- Problem statement
Nothing but the lines from the start of the records through the line that contains "This example is" is to be copied, and each is to be copied exactly.

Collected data
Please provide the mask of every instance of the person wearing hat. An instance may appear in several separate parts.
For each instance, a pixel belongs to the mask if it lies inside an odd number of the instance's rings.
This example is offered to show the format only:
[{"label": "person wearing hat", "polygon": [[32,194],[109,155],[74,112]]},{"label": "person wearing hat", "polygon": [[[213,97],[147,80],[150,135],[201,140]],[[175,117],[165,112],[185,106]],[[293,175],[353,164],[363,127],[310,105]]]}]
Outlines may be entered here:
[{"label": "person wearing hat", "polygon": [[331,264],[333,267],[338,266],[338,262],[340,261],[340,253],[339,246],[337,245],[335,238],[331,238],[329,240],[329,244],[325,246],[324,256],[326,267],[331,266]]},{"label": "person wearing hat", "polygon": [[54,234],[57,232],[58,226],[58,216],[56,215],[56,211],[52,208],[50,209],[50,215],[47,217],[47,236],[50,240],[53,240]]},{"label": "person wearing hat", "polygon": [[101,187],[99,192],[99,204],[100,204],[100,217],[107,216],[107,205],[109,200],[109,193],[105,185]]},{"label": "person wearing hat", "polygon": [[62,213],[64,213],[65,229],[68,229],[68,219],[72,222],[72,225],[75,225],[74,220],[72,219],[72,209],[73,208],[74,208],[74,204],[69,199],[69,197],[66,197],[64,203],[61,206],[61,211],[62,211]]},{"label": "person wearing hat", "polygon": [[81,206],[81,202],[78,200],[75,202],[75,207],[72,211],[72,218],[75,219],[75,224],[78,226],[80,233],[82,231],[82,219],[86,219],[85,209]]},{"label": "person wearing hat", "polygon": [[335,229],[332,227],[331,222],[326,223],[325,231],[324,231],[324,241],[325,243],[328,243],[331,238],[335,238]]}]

- Answer section
Please provide the mask of every instance of the person wearing hat. An instance may appear in several separate parts.
For each instance, a pixel belongs to the mask if it lies inside an odd number of the instance's rings.
This example is offered to show the format only:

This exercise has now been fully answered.